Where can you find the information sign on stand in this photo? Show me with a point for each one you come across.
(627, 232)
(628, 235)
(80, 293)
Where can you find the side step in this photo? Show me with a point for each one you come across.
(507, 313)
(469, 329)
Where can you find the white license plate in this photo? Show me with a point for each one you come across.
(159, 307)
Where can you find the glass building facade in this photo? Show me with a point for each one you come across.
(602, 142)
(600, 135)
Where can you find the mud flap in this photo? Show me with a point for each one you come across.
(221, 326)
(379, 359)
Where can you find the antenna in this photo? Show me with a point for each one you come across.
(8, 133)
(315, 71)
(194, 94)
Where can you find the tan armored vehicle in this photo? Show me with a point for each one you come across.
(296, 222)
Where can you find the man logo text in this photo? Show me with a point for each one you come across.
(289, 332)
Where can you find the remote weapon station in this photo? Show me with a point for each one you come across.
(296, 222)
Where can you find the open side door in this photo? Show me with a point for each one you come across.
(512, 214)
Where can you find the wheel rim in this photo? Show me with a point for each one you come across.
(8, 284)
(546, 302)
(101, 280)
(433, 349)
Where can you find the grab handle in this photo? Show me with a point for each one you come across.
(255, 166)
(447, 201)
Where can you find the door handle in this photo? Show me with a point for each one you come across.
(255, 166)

------

* _Exercise requirements_
Rewrite every one of the lines above, replacing "come across" with "spot" wherever it occurs and leaving everything else unchanged.

* _Full solution_
Where can you find the information sign on stand in this photo? Show me with a point for each one you spot.
(627, 232)
(628, 235)
(80, 293)
Where can you find the side step in this photo? Show me with a point for each one you spot.
(507, 313)
(469, 329)
Where can you find the white license plate in this photo? Show me with a point for each one you spot.
(159, 307)
Where can you find the glass building facade in this photo? Show me with a point for each one you spot.
(602, 142)
(600, 135)
Where can you find the mud flap in this photo? Show me with a point for each one you spot.
(221, 326)
(379, 359)
Where can you find the antenna in this photo? Show me with a point for each one you spot.
(8, 133)
(315, 71)
(194, 94)
Where can you find the tan armored vehicle in this photo? Show me with a point for each one you spot.
(296, 222)
Where can you find the man logo text in this photo? Show me with a point for each one you spot.
(289, 332)
Where can you find the remote weapon station in this photo? Show me with a point for each one you spot.
(296, 222)
Where can you find the open side door in this photo? Show me with a point for each one you spot.
(512, 214)
Where can you find the wheel rim in this photo? Show me with a point for each one you spot.
(8, 284)
(546, 302)
(101, 280)
(433, 349)
Where can you find the grab handle in this photo? Show me with a point for each one you spot.
(255, 166)
(447, 201)
Where can you find the door handle in this photo? Show me with a point for each one you spot.
(255, 166)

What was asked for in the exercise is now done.